**Given data:**
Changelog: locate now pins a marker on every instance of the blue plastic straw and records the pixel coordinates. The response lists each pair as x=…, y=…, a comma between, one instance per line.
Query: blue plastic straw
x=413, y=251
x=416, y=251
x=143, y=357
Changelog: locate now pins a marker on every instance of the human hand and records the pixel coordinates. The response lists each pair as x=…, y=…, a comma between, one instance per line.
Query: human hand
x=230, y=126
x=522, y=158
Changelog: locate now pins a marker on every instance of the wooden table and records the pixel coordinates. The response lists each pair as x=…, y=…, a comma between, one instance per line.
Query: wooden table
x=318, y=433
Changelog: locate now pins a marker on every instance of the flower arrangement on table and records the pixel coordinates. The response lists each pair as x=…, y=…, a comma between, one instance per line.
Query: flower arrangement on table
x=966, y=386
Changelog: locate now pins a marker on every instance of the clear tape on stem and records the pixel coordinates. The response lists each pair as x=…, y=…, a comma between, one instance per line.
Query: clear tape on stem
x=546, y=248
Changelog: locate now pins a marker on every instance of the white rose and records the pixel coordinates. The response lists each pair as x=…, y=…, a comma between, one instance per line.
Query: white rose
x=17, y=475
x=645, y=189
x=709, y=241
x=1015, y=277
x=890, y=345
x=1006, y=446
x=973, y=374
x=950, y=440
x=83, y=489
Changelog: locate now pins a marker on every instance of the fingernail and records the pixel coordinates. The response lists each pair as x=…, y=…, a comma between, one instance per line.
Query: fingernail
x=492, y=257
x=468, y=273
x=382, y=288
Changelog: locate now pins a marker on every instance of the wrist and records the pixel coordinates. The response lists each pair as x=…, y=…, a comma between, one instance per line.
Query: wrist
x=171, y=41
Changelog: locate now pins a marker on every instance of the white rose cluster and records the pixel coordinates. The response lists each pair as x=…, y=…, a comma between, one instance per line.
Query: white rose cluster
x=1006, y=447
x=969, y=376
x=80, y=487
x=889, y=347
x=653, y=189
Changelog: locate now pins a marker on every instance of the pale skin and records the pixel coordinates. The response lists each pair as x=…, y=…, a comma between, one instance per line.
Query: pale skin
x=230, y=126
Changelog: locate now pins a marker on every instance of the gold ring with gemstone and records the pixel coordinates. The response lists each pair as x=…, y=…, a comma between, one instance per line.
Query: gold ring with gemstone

**Your objective:** Nothing beyond the lines from the start of the entries through the line with "of the flower" should appear. Repeat those lines exactly, both ends included.

**Exercise output:**
Changelog: locate now pins a marker on every instance of the blue plastic straw and records the pixel coordinates. The response lists each pair as x=…, y=…, a comma between, one instance per line.
Query: blue plastic straw
x=413, y=251
x=416, y=251
x=143, y=357
Changelog: locate now pins a marker on every instance of the human hand and records the pixel coordinates. The response lists each pair as x=…, y=…, a comma between, one instance per line.
Query: human hand
x=230, y=126
x=522, y=158
Changelog: locate now pins a marker on every instance of the wooden table and records the pixel coordinates. The response lists each pair as x=…, y=…, a comma between, one instance per line.
Query: wooden table
x=318, y=433
Changelog: locate now pins a marker on every instance of the flower arrangement on table and records the pixel coordinates. The response lists each pair as x=…, y=…, a comma between, one instance per line.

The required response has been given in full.